| Exercise prompt |
Copy out the rows from the line containing "the concrete driveway" through the end of the rows, requests included, and adjust every point coordinate in the answers by -54.

| Entries shown |
────────────────

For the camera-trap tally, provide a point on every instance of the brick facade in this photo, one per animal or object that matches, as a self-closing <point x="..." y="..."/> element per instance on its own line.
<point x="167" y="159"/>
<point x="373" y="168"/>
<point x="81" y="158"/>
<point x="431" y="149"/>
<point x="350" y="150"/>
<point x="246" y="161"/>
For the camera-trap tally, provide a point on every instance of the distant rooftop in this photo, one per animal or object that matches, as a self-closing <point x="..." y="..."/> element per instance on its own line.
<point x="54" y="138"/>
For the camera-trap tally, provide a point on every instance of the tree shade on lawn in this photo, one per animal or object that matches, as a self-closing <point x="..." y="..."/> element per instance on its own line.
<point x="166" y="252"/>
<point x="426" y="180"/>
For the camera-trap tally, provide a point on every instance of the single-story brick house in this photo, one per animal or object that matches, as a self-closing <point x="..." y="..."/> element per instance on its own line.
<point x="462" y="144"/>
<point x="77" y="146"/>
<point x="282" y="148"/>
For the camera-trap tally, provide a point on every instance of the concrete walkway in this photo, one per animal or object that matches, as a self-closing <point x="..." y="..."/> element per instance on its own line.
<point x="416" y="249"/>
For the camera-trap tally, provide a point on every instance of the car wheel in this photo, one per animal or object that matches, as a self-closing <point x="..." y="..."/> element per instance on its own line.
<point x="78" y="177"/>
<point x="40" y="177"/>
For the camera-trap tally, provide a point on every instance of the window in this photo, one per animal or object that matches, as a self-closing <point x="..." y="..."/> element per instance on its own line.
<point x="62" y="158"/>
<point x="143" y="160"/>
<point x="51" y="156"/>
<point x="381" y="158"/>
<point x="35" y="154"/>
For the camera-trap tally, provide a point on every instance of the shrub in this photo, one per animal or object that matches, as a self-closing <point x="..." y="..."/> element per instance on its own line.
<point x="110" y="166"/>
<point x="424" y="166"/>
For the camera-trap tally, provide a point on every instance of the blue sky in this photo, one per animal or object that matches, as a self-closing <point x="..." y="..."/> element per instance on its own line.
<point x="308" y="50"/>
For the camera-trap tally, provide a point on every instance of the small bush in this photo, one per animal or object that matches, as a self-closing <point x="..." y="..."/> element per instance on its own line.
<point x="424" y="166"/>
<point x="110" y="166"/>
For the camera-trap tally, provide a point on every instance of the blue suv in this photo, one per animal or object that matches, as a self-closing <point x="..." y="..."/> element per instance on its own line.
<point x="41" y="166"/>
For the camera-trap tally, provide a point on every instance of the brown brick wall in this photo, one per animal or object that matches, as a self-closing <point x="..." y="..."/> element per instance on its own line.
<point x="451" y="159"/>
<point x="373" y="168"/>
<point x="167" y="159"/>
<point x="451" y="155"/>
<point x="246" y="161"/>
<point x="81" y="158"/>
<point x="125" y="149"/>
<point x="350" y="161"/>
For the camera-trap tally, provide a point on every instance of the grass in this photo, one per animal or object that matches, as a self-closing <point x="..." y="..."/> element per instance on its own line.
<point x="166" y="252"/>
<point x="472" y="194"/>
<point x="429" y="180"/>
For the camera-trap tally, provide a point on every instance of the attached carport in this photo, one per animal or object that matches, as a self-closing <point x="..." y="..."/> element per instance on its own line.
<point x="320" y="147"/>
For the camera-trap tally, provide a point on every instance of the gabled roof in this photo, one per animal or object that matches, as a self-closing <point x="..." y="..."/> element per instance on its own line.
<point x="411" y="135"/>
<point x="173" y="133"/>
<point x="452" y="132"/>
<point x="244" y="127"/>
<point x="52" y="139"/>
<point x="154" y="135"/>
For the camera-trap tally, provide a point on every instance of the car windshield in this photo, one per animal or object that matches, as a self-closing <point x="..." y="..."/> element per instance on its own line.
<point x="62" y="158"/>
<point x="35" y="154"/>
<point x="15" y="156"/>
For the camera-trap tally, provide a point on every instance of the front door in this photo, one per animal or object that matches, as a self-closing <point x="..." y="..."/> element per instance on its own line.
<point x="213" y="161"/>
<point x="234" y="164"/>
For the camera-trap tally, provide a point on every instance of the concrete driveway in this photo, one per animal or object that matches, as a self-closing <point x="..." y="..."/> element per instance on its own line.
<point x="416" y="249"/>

────────────────

| Full response |
For the camera-trap tally, provide a point on every instance of the concrete driveway in this photo, one per animal or object that matches, as a self-closing <point x="..." y="..."/> element per instance on its own line.
<point x="362" y="195"/>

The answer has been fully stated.